WHAT YOU ARE ASKED TO DO: Each line below from the one containing "Might I ask you to point at the gray" through the one containing "Might I ask you to point at the foliage" should be output exactly as it stands, and no other line should appear.
[RECORDS SUPPLIED — start]
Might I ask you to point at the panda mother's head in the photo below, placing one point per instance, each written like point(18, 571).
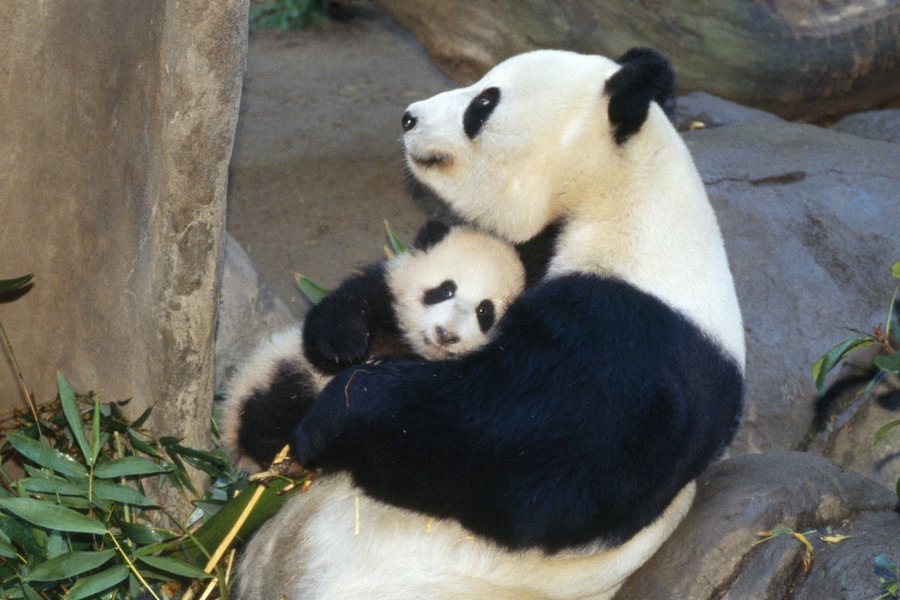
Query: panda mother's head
point(507, 151)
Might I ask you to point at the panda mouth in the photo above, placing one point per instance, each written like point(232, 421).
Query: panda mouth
point(436, 159)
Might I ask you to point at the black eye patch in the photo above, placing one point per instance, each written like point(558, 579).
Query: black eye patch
point(478, 111)
point(485, 315)
point(445, 291)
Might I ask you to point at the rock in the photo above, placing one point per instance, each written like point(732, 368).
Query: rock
point(117, 129)
point(798, 60)
point(248, 312)
point(710, 111)
point(806, 217)
point(874, 124)
point(717, 551)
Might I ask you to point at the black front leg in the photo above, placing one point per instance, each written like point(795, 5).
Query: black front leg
point(339, 331)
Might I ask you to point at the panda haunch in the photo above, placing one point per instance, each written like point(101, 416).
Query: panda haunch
point(445, 296)
point(559, 456)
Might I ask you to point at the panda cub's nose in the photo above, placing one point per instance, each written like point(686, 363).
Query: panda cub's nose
point(445, 338)
point(408, 121)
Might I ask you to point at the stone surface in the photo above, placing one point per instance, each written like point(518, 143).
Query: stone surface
point(717, 550)
point(248, 312)
point(874, 124)
point(806, 217)
point(117, 129)
point(796, 59)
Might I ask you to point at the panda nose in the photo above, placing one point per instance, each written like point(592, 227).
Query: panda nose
point(445, 338)
point(408, 121)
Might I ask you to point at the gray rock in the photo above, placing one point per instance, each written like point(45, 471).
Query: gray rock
point(248, 312)
point(873, 124)
point(711, 111)
point(718, 552)
point(808, 217)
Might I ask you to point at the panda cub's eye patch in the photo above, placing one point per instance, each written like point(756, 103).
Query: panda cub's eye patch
point(485, 315)
point(478, 111)
point(445, 291)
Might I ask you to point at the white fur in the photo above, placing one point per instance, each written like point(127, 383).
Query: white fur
point(351, 547)
point(637, 211)
point(483, 268)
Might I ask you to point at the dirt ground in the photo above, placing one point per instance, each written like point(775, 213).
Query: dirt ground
point(318, 163)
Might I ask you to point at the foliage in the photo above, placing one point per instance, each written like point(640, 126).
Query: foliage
point(289, 14)
point(80, 523)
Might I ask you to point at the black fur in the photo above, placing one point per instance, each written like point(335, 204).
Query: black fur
point(645, 76)
point(479, 110)
point(269, 417)
point(536, 253)
point(430, 234)
point(594, 405)
point(340, 333)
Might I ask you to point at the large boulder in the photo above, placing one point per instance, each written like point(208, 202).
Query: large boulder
point(737, 541)
point(795, 59)
point(808, 217)
point(117, 129)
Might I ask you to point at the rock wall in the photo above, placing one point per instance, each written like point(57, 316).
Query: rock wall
point(117, 129)
point(803, 60)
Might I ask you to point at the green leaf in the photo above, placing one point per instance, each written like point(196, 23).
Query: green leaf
point(95, 433)
point(128, 466)
point(396, 244)
point(121, 493)
point(884, 429)
point(830, 359)
point(69, 565)
point(888, 362)
point(144, 535)
point(22, 534)
point(51, 516)
point(98, 582)
point(174, 566)
point(46, 456)
point(310, 289)
point(73, 415)
point(8, 285)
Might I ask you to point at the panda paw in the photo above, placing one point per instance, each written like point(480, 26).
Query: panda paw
point(335, 336)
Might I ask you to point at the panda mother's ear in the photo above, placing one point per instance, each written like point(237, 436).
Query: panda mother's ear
point(645, 76)
point(429, 234)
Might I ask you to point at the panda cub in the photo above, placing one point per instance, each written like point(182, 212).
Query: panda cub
point(445, 298)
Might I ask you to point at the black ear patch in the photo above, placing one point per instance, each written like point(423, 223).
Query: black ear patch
point(645, 76)
point(478, 111)
point(430, 234)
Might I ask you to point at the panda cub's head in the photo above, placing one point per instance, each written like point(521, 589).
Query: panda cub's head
point(452, 288)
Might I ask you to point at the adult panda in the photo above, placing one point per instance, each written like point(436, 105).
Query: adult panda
point(552, 462)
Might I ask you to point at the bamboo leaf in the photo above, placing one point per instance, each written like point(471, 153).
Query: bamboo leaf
point(98, 582)
point(888, 362)
point(396, 245)
point(313, 291)
point(121, 493)
point(73, 415)
point(8, 285)
point(144, 535)
point(174, 566)
point(128, 466)
point(884, 429)
point(46, 456)
point(69, 565)
point(51, 516)
point(835, 355)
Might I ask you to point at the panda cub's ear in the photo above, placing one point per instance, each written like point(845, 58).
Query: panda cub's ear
point(645, 76)
point(430, 234)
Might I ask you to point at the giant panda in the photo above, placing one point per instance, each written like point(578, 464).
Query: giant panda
point(444, 297)
point(553, 461)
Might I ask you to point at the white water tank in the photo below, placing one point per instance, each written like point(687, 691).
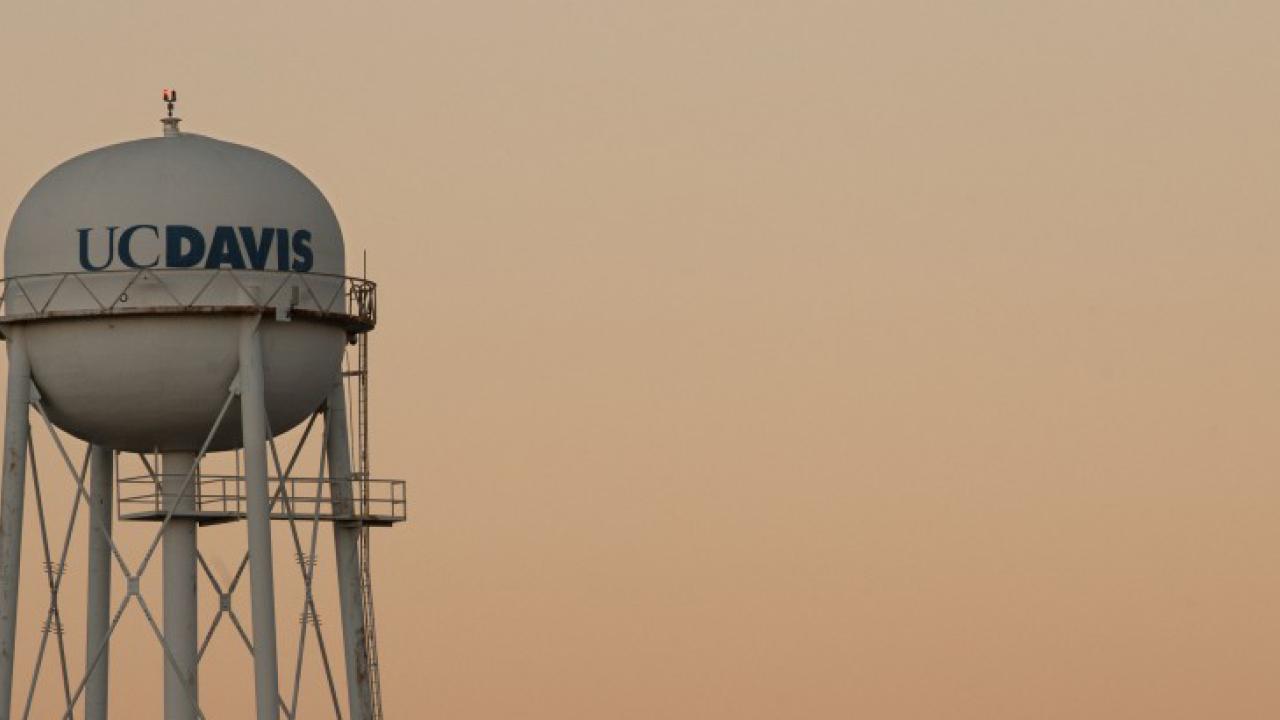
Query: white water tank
point(133, 267)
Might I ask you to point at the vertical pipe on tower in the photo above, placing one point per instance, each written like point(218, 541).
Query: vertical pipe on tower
point(257, 506)
point(97, 614)
point(17, 433)
point(346, 538)
point(179, 587)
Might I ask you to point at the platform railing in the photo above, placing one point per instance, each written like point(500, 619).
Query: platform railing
point(373, 500)
point(155, 290)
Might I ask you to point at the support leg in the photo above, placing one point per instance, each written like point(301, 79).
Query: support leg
point(17, 432)
point(346, 537)
point(179, 588)
point(257, 506)
point(97, 614)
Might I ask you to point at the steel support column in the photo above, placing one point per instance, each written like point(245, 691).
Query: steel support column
point(346, 538)
point(17, 434)
point(257, 506)
point(97, 611)
point(179, 587)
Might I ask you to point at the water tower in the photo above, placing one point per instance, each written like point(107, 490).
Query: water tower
point(177, 299)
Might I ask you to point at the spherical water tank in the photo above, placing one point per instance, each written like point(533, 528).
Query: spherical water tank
point(131, 269)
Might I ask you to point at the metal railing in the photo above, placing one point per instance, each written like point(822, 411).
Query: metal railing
point(379, 501)
point(176, 290)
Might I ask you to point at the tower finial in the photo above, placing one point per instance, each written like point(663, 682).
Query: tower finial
point(170, 123)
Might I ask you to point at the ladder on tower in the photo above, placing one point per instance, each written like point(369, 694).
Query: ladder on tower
point(366, 578)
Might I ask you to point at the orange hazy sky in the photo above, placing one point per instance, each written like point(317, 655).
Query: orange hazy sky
point(760, 360)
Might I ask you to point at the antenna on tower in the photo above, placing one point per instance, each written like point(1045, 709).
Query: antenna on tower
point(170, 123)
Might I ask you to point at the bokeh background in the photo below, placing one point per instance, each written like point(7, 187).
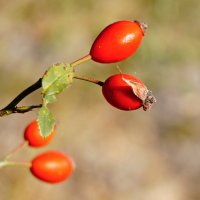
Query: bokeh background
point(119, 155)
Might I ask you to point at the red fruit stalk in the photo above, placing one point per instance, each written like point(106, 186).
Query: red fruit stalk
point(52, 167)
point(33, 136)
point(127, 92)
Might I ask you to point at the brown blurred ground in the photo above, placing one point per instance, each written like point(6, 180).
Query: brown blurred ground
point(119, 155)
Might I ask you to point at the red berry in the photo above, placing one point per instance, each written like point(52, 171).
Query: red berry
point(117, 41)
point(52, 167)
point(119, 94)
point(33, 136)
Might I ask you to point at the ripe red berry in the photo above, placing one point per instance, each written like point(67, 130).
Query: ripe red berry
point(33, 136)
point(127, 92)
point(117, 41)
point(52, 167)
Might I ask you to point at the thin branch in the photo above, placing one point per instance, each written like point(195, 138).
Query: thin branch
point(16, 109)
point(22, 95)
point(92, 80)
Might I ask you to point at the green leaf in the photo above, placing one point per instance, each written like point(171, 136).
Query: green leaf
point(55, 80)
point(46, 121)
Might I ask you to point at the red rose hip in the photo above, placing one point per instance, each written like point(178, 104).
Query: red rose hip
point(117, 41)
point(127, 92)
point(52, 167)
point(33, 136)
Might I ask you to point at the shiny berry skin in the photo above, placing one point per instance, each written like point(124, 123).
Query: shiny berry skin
point(52, 167)
point(119, 94)
point(33, 136)
point(117, 41)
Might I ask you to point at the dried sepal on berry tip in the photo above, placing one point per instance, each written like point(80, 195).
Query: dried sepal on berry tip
point(141, 91)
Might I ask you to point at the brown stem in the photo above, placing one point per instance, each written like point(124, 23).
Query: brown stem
point(23, 94)
point(92, 80)
point(81, 60)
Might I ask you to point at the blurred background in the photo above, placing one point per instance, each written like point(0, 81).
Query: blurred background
point(119, 155)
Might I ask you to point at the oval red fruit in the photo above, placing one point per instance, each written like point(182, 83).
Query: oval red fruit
point(120, 94)
point(117, 41)
point(33, 136)
point(52, 167)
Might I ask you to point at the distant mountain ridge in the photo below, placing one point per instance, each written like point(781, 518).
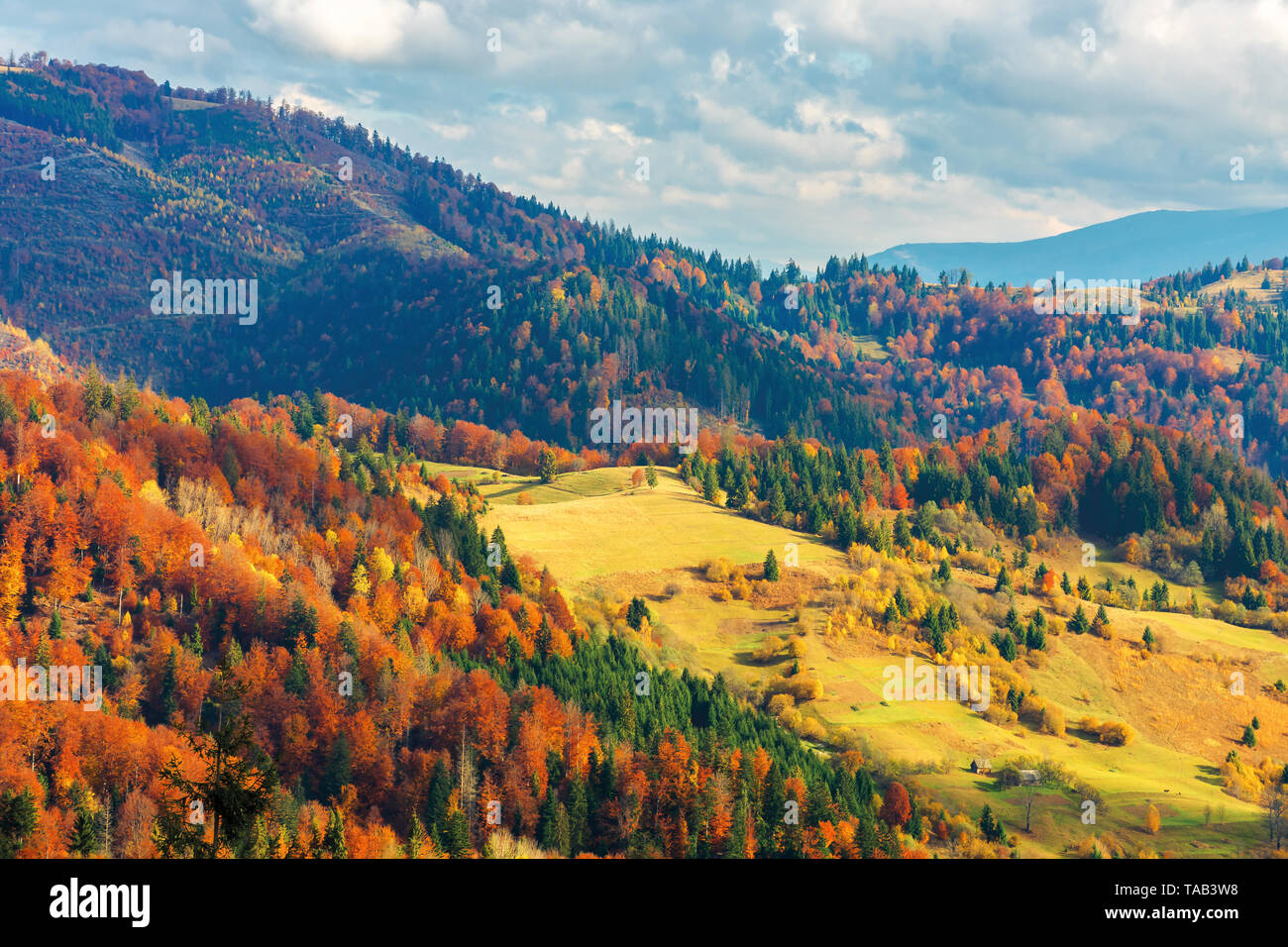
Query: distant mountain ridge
point(1138, 247)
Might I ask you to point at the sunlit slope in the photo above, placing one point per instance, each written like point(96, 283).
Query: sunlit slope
point(604, 539)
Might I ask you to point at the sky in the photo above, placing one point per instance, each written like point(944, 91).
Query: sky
point(761, 129)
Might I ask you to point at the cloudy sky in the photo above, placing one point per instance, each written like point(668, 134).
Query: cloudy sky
point(772, 129)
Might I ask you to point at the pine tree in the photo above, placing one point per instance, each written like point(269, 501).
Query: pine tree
point(84, 838)
point(334, 843)
point(549, 467)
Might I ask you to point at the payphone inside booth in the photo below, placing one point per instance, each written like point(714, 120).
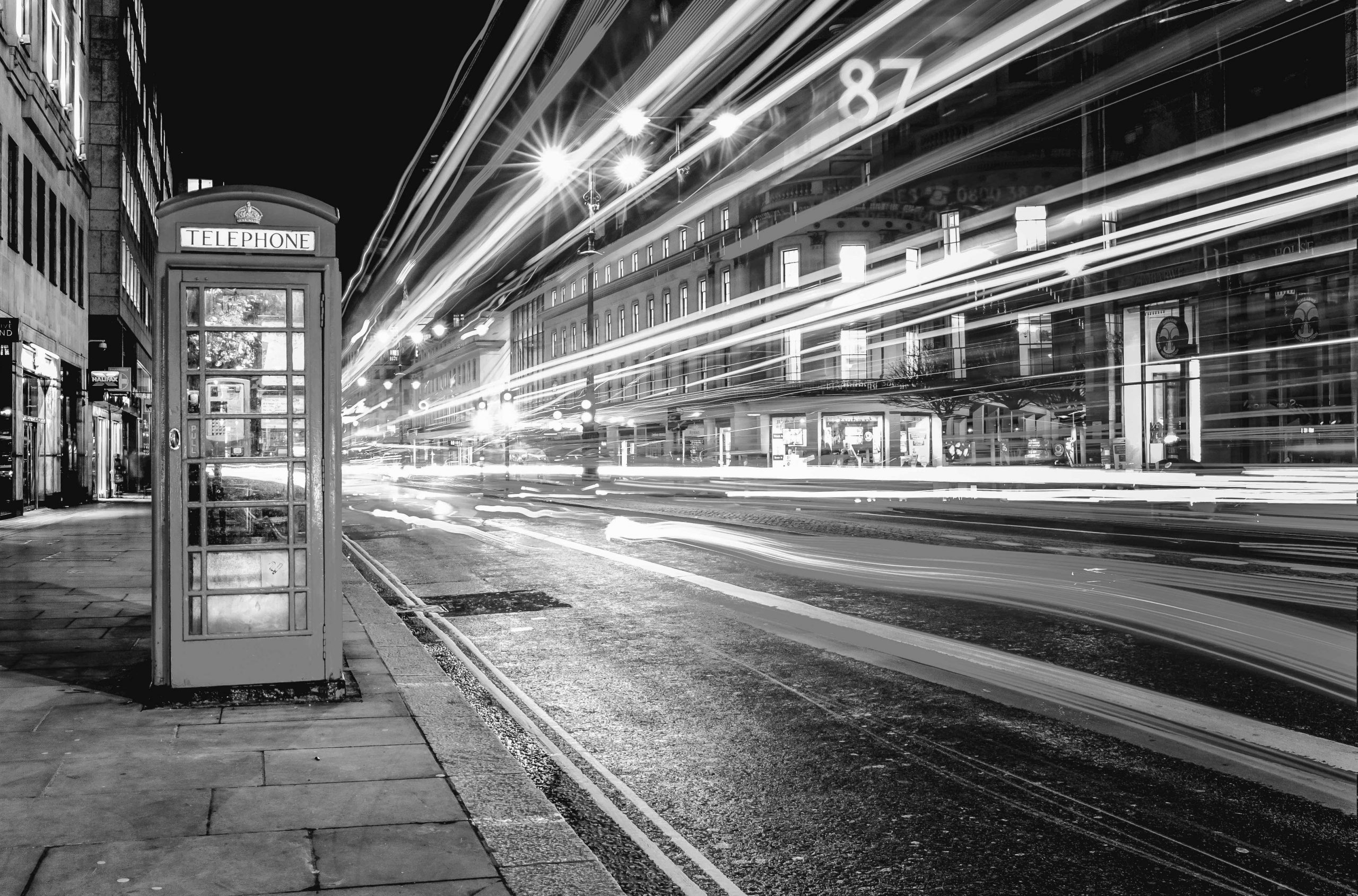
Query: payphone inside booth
point(246, 475)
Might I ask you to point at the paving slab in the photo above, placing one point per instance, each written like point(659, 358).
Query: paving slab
point(350, 763)
point(399, 854)
point(17, 868)
point(103, 816)
point(301, 735)
point(229, 865)
point(335, 805)
point(165, 771)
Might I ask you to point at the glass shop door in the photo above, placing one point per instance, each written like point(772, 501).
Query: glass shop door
point(243, 454)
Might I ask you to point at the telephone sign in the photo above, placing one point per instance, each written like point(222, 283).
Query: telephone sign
point(248, 427)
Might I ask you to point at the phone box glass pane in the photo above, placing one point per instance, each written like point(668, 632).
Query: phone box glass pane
point(245, 307)
point(260, 394)
point(248, 569)
point(256, 438)
point(248, 481)
point(246, 351)
point(248, 614)
point(248, 526)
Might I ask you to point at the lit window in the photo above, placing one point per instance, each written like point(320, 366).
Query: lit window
point(1031, 227)
point(791, 271)
point(853, 264)
point(951, 223)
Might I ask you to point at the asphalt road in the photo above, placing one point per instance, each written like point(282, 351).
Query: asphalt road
point(803, 768)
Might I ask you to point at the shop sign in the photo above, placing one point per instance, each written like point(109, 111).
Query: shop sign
point(40, 361)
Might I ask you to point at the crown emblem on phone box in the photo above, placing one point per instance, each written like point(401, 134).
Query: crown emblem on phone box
point(248, 214)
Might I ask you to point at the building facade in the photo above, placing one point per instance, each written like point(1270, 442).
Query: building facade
point(1125, 256)
point(129, 171)
point(44, 231)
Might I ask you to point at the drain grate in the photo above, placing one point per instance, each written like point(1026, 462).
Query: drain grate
point(495, 602)
point(370, 534)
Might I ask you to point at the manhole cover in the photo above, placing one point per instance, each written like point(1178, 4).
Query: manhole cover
point(495, 602)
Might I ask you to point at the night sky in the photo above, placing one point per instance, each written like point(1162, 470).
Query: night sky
point(326, 100)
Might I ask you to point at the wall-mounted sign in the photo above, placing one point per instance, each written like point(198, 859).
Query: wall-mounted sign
point(246, 239)
point(40, 361)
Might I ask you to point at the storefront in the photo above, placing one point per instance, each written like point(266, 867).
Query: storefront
point(853, 439)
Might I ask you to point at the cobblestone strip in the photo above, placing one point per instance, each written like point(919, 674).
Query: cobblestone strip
point(538, 853)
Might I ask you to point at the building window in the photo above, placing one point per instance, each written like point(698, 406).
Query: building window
point(28, 211)
point(951, 223)
point(63, 250)
point(81, 266)
point(40, 236)
point(1035, 344)
point(791, 268)
point(13, 182)
point(1031, 227)
point(52, 238)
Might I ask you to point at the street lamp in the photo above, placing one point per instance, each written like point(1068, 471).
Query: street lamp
point(727, 125)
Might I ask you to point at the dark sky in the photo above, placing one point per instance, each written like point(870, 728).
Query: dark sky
point(330, 100)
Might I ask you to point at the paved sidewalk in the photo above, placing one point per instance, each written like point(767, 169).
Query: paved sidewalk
point(100, 796)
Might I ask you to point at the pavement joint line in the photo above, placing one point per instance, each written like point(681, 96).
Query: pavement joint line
point(1162, 715)
point(652, 850)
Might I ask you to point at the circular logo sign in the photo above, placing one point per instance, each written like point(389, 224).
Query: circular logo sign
point(1305, 321)
point(1171, 337)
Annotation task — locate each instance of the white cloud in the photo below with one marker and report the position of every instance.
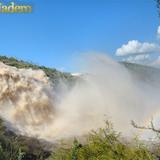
(158, 32)
(136, 47)
(137, 58)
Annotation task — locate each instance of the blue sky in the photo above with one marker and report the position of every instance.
(59, 30)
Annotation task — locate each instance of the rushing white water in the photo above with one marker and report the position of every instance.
(108, 91)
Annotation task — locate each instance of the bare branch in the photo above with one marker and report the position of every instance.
(151, 127)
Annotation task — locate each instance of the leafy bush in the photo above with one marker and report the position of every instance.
(103, 145)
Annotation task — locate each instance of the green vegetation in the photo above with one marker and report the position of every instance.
(103, 145)
(52, 73)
[RECORDS SUPPLIED — finish]
FINAL ANSWER:
Might I ask you to point at the gray rock in the photo above, placing one point per instance, each written like point(45, 471).
Query: gray rock
point(248, 312)
point(873, 124)
point(711, 111)
point(718, 552)
point(808, 217)
Might I ask you to point at the panda cub's eye patch in the photo above, placing one point per instance, each written like point(756, 103).
Query: panda cub's eye patch
point(485, 315)
point(478, 111)
point(445, 291)
Might I ask you to point at the white fur in the photo above, placing one point per instance, each written like point(127, 383).
Query: white fur
point(351, 547)
point(637, 211)
point(483, 268)
Might I ask you to point at the dirt ground in the photo above, placing one point per instance, each written like point(775, 213).
Query: dirt ground
point(318, 163)
Might I ask you to point at the foliage in the photo above, placing one point per instance, each written like point(640, 126).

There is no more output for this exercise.